A British criminal who soared to fame after helping to rob a train of more than $7 million has died at 84 of unspecified causes. Ronnie Biggs made his name with the Great Train Robbery of 1963, though he actually spent most of the heist in a nearby car. After escaping prison, however, he managed to avoid capture for decades, traveling to Australia and Brazil before finally returning to Britain in 2001 for health treatment—knowing he'd be imprisoned, the New York Times reports. "Sadly, we lost Ron during the night. As always, his timing was perfect to the end," his publicists tweeted.
Biggs could simply have served his sentence and been paroled long ago, the Times notes. Instead, he used ropes to clamber over the prison wall and flee. After getting plastic surgery in continental Europe, he traveled to Australia; his family came along. A few years later, he headed to Brazil. Later, on the verge of capture, he was allowed to stay because his Brazilian girlfriend was pregnant. He soon began a public life in the country, offering commercial appearances and souvenirs. After heading to back to Britain in 2001, he was imprisoned until 2009, when the justice secretary allowed him compassionate release. The Guardian notes that some have been critical of his celebrity status given the beating of a train engineer during the heist.
- "Biggs wasn't a cuddly heart of gold cockney character to be feted. His gang beat a man with an iron bar, ruining his life," tweeted a Conservative party lobbyist.

## Task directions
Print the part of the Ronnie Biggs article starting at "Biggs could simply" and ending at "during the heist.", word for word.

## Given material
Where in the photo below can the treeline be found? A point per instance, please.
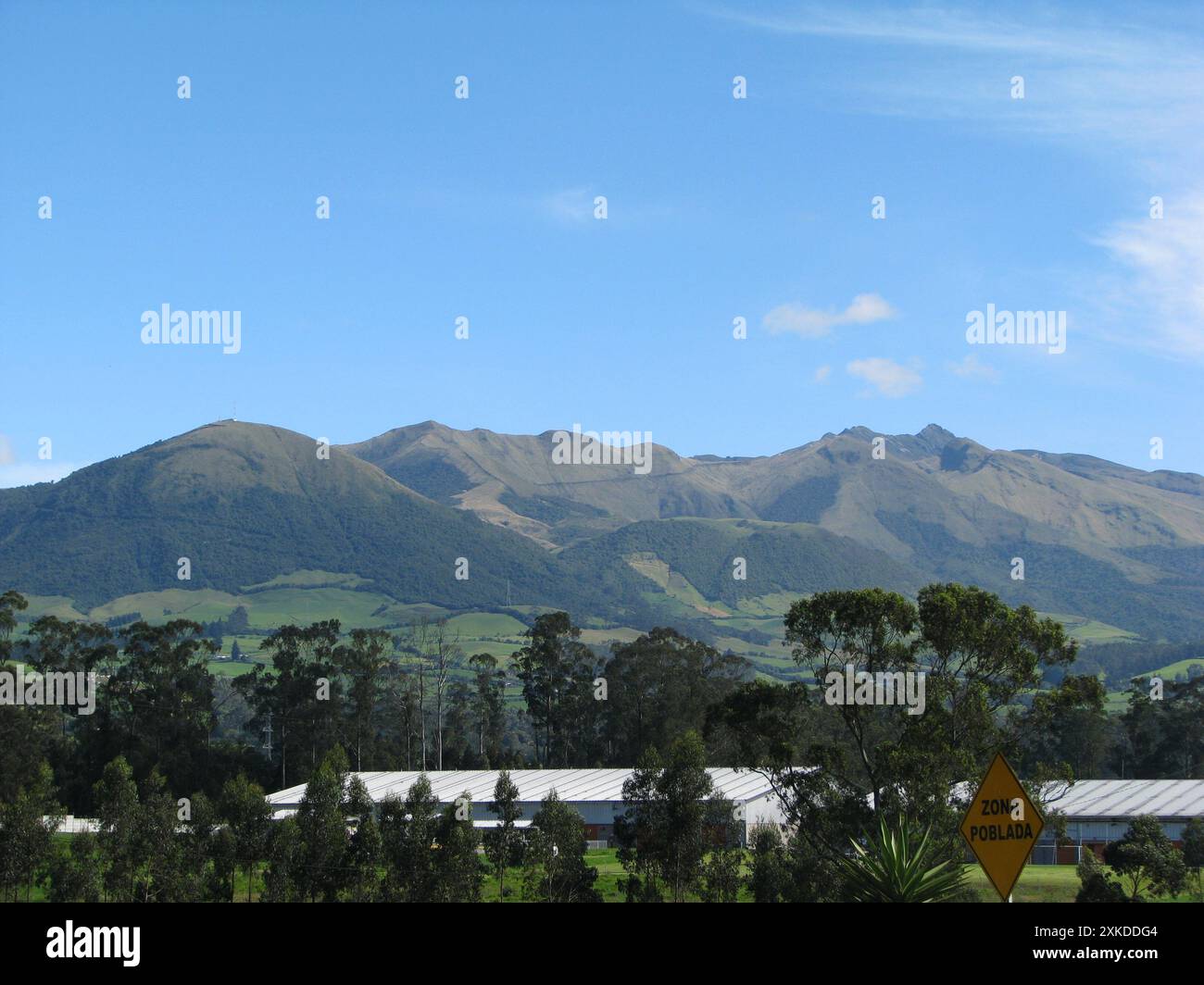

## Exercise output
Biggs could simply have served his sentence and been paroled long ago, the Times notes. Instead, he used ropes to clamber over the prison wall and flee. After getting plastic surgery in continental Europe, he traveled to Australia; his family came along. A few years later, he headed to Brazil. Later, on the verge of capture, he was allowed to stay because his Brazilian girlfriend was pregnant. He soon began a public life in the country, offering commercial appearances and souvenirs. After heading to back to Britain in 2001, he was imprisoned until 2009, when the justice secretary allowed him compassionate release. The Guardian notes that some have been critical of his celebrity status given the beating of a train engineer during the heist.